(Document text)

Hidden Markov Models
Introduction
This article is essentially a grok of a tutorial on HMMs by (RABINER 1989). It will be useful for the reader to reference the original paper.
Up to this point, we have only explored “atomic” data points. That is, all of the information about a particular sample is encapsulated into one vector. Sequential data is easily represented by graphical models. This article introduces Hidden Markov Models, a powerful probabilistic graphical model used in many applications from gesture recognition to natural language processing.
There are many tasks for which we do not know the underlying process. However, we can observe samples that are produced from such processes. Music, gesture recognition, speech, text, etc. All of these have some underlying process which forms their outputs together into a hopefully coherent sequence. If we wish to make predictions about future samples given these sequences, we will need to make some guess about the underlying processes defining their output.
The Markov Assumption
Markov models make a convenient assumption about sequential data. That is, all relevant information required for predicting future samples is captured in the current time step \(t\). Given a joint distribution over an input of \(T\) frames, \(p(\mathbf{x}_{1:T})\), the Markov assumption allows us to represent it as
\[ p(\mathbf{x}_{1:T}) = p(\mathbf{x}_1)\prod_{t=2}^T p(\mathbf{x}_t|\mathbf{x}_{t-1}) \]
Definition
A more complicated case is when we are attempting to model some unknown process that is responsible for the observations. In this case, an ordinary Markov chain is not sufficient. A hidden Markov model (HMM) is defined by a set \(z_t \in \{1, \dots, K\}\) of discrete hidden states and an observation model \(p(\mathbf{x}_i|z_t)\). The joint probability distribution of this model is given by
\[ p(\mathbf{z}, \mathbf{x}) = p(\mathbf{z})p(\mathbf{x}|\mathbf{z}) = \Big(p(z_1)\prod_{t=2}^Tp(z_t|z_{t-1})\Big)\Big(\prod_{t=1}^Tp(\mathbf{x}_t|z_t)\Big). \]
Although the states themselves are discrete, the observations may be continuous: \(p(\mathbf{x}|z_t, \mathbf{\theta})\). If they are discrete, they can be modeled by an observation matrix \(B\). Continuous observations are typically modeled using a conditional Gaussian:
\[ p(\mathbf{x}_t|z_t=k, \theta) = \mathcal{N}(\mathbf{x}_t|\mathbf{\mu}_k,\mathbf{\Sigma}_k). \]
Following Rabiner, an HMM can be characterized by
- The number of states in the model \(N\).

(End Document text)

• What to do:
1) Answer from the article on hidden Markov models:
(a) Whose tutorial does the article say it is essentially a grok of, and from what year?
(b) Under the Markov assumption, where is all relevant information for predicting future samples captured?
(c) How are continuous observations typically modeled?
2) Carry on the article on hidden Markov models from the point where it stops.
The material that follows comes from a source separate from the article on hidden Markov models.

(Listed records)

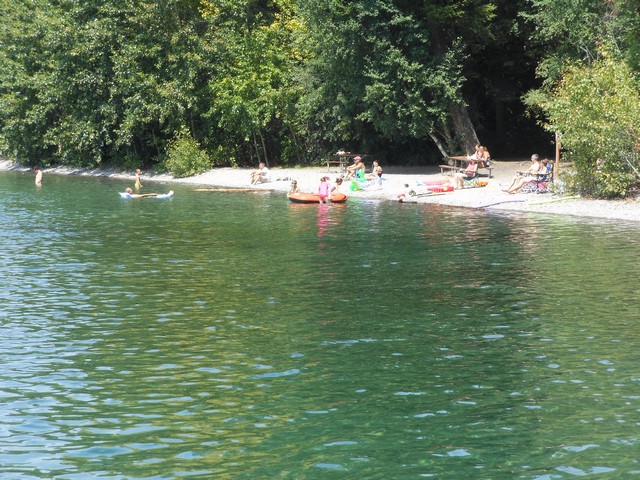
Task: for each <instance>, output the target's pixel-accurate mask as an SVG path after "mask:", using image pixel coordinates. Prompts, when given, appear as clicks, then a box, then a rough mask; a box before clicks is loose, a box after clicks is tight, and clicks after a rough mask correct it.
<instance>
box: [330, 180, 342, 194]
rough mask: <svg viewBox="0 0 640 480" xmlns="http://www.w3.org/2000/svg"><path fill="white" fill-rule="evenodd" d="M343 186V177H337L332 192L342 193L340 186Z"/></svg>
mask: <svg viewBox="0 0 640 480" xmlns="http://www.w3.org/2000/svg"><path fill="white" fill-rule="evenodd" d="M341 187H342V178H340V177H338V178H336V182H335V183H334V184H333V186H332V187H331V193H332V194H333V193H334V192H335V193H340V188H341Z"/></svg>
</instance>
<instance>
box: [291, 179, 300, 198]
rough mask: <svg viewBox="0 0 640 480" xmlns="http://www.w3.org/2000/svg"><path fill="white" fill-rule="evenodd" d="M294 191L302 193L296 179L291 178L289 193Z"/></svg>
mask: <svg viewBox="0 0 640 480" xmlns="http://www.w3.org/2000/svg"><path fill="white" fill-rule="evenodd" d="M292 193H300V187H299V186H298V182H297V181H296V180H291V186H290V187H289V195H291V194H292Z"/></svg>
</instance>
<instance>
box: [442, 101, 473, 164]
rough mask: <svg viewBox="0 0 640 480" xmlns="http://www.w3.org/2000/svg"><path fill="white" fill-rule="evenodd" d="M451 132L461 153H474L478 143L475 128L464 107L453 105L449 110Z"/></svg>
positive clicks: (457, 105)
mask: <svg viewBox="0 0 640 480" xmlns="http://www.w3.org/2000/svg"><path fill="white" fill-rule="evenodd" d="M449 113H450V114H451V120H452V121H453V130H454V131H455V133H456V138H457V139H458V144H459V146H460V148H461V149H462V151H463V153H465V154H467V155H471V154H472V153H474V152H475V151H476V145H477V144H479V143H480V141H479V140H478V135H477V134H476V130H475V128H473V124H472V123H471V119H470V118H469V112H468V111H467V107H465V106H464V105H453V106H452V107H451V108H450V109H449Z"/></svg>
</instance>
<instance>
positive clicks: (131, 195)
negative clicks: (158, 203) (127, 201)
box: [124, 187, 173, 198]
mask: <svg viewBox="0 0 640 480" xmlns="http://www.w3.org/2000/svg"><path fill="white" fill-rule="evenodd" d="M124 191H125V192H126V193H128V194H129V195H130V196H131V198H146V197H157V196H160V195H162V193H133V190H132V189H131V188H129V187H127V188H125V190H124ZM169 193H170V194H172V193H173V190H169Z"/></svg>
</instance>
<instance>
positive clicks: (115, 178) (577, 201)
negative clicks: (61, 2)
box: [0, 159, 640, 222]
mask: <svg viewBox="0 0 640 480" xmlns="http://www.w3.org/2000/svg"><path fill="white" fill-rule="evenodd" d="M493 165H494V168H493V175H492V178H486V177H484V178H483V180H487V182H488V184H487V186H485V187H478V188H464V189H461V190H456V191H454V192H450V193H445V194H439V195H430V196H421V197H410V196H409V197H405V199H403V200H406V201H407V202H411V203H423V204H426V203H434V204H440V205H449V206H452V207H460V208H485V209H495V210H511V211H522V212H538V213H545V214H556V215H573V216H577V217H596V218H607V219H617V220H625V221H634V222H635V221H640V199H638V198H635V199H630V200H618V201H611V200H590V199H583V198H576V197H569V196H566V197H563V196H558V195H553V194H551V193H545V194H533V193H517V194H513V195H512V194H509V193H506V192H503V191H502V189H504V188H506V187H507V186H508V185H509V184H510V183H511V179H512V178H513V176H514V175H515V172H516V171H517V170H526V169H527V168H528V166H529V161H528V159H513V160H504V161H494V162H493ZM383 168H384V174H383V181H382V185H381V186H379V187H377V186H376V187H374V188H369V189H366V190H361V191H352V190H351V189H350V185H349V184H348V183H345V184H343V186H342V192H343V193H346V194H347V196H349V197H353V198H367V199H377V200H381V201H392V202H398V203H399V201H398V195H399V194H402V193H403V192H404V191H405V190H406V188H405V185H406V184H408V185H410V186H411V187H412V188H413V187H416V186H418V185H420V184H421V183H422V181H423V180H429V179H436V178H440V177H442V175H441V174H440V170H439V168H438V167H388V168H386V167H384V165H383ZM0 170H18V171H28V170H29V169H28V168H25V167H20V166H16V165H13V164H12V163H11V162H8V161H1V162H0ZM43 171H44V175H45V177H44V185H45V187H44V188H46V176H47V175H48V174H74V175H89V176H106V177H110V178H115V179H122V180H123V182H122V190H124V189H125V188H126V187H128V186H133V183H134V176H135V174H134V172H133V171H132V172H115V171H109V170H100V169H83V170H79V169H73V168H69V167H57V168H48V169H44V170H43ZM250 172H251V169H239V168H215V169H212V170H209V171H207V172H205V173H203V174H201V175H197V176H194V177H188V178H173V177H172V176H171V175H168V174H159V175H153V174H149V172H143V173H142V183H143V185H145V187H144V191H147V192H148V191H152V190H153V189H152V187H153V183H155V182H162V183H178V184H187V185H192V186H193V187H194V189H204V190H206V189H216V188H228V189H255V190H256V191H276V192H282V193H283V194H285V193H286V192H287V190H288V188H289V184H290V180H291V179H296V180H297V181H298V185H299V186H300V188H301V190H302V191H303V192H316V191H317V188H318V184H319V182H320V178H321V177H322V176H325V175H326V176H329V177H330V178H331V180H332V181H333V180H334V179H335V178H336V177H337V176H338V175H339V174H338V172H336V171H335V170H332V171H330V172H328V171H327V168H326V167H304V168H278V167H275V168H272V169H271V177H272V181H271V182H268V183H262V184H259V185H256V186H251V185H250V181H249V176H250V175H249V174H250Z"/></svg>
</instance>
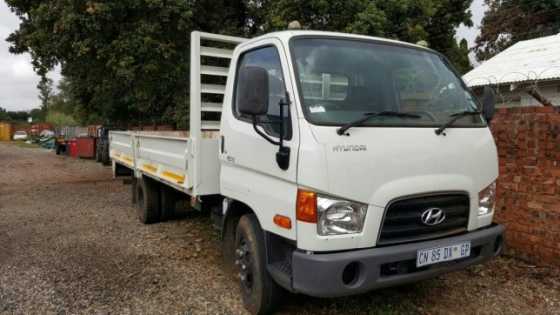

(End Listed records)

• Responses per task:
1)
(a) A tutorial on HMMs by Rabiner, from 1989.
(b) In the current time step t.
(c) Using a conditional Gaussian.

2)
- The number of distinct observation symbols per state \(M\).
- The state probability distribution \(A = \{a_{ij}\}\), \(a_{ij} = p(z_t=j | z_{t-1} = i)\).
- The observation symbol probability distribution \(B = \{b_j(k)\} = p(\mathbf{x}_t = k|z_t = j)\).
- An initial state distribution \(\mathbf{\pi}_i = p(z_t = i)\).
The observation probability distribution is commonly modeled as a Gaussian, Mixture of Gaussians, or Multinomial distribution. Thus, the parameter estimates for those distributions follow the likelihood estimates for each respective distribution.
In his famous tutorial on HMMs, Rabiner addressed the three fundamental problems of HMMs:
- Given an observation sequence and model parameters, how do we compute the probability of the observation sequence given the parameters (likelihood)?
- Given an observation sequence and model parameters, how do we choose a state sequence which is optimal (decoding)?
- How do we adjust the model parameters (learning)?
HMMs are able to solve several different inference problems.
- Filtering computes \(p(z_t | \mathbf{x}_{1:t})\). That is, we are computing this probability as new samples come in up to time \(t\).
- Smoothing is accomplished when we have all the data in the sequence. This is expressed as \(p(z_t|\mathbf{x}_{1:T})\).
- Fixed lag smoothing allows for a trade off between accuracy and delay. It is useful in cases where we might not have the full sequence, but we wish to compute \(p(z_{t-l}|\mathbf{x}_{1:t})\) for some \(l > 0\).
- Predictions are represented as \(p(z_{t+h}|\mathbf{x}_{1:t})\), where \(h > 0\).
- MAP estimation yields the most probably state sequence \(\text{arg}\max_{\mathbf{z}_{1:T}}p(\mathbf{z}_{1:T}|\mathbf{x}_{1:T})\).
- We can sample the posterior \(p(\mathbf{z}_{1:T}|\mathbf{x}_{1:T})\).
- We can also compute \(p(\mathbf{x}_{1:T})\) by summing up over all hidden paths. This is useful for classification tasks.
Evaluation
We start by solving the first problem posited by (RABINER 1989).
- Given an observation sequence and model parameters, how do we compute the probability of the observation sequence given the parameters?
That is, given some model parameters \(\lambda = (A, B, \pi)\), compute \(p(z_t|\mathbf{x}_{1:t})\).
Forwards Pass
The forwards algorithm solves two problems of interest. First, we want to know how well our current parameters explain the observation sequence. That is, \(p(\mathbf{x}_{1:T}|\lambda)\).
Second, we want to compute \(p(z_t | \mathbf{x}_{1:t})\). To compute these in an efficient way, a recursive strategy is adopted. Let the forward variable \(\alpha_t(i)\) be defined as
\[ \alpha_t(i) = p(\mathbf{x}_{1:t}, z_t = i | \lambda). \]
The forwards algorithm is defined as 3 steps.
-
Initialization:
\[ \alpha_1(i) = \pi_i b_i(\mathbf{x}_1),\quad 1 \leq i \leq N. \]
-
Recursion:
\[ \alpha_{t+1}(j) = \Big(\sum_{i=1}^N \alpha_t(i)a_{ij}\Big)b_j(\mathbf{x}_{t+1}),\quad 1 \leq t \leq T - 1,\quad 1 \leq j \leq N \]
-
Termination:
\[ p(\mathbf{x}_{1:T}) = \sum_{i=1}^N \alpha_T(i). \]
The recursive step is visualized as a lattice structure as seen below.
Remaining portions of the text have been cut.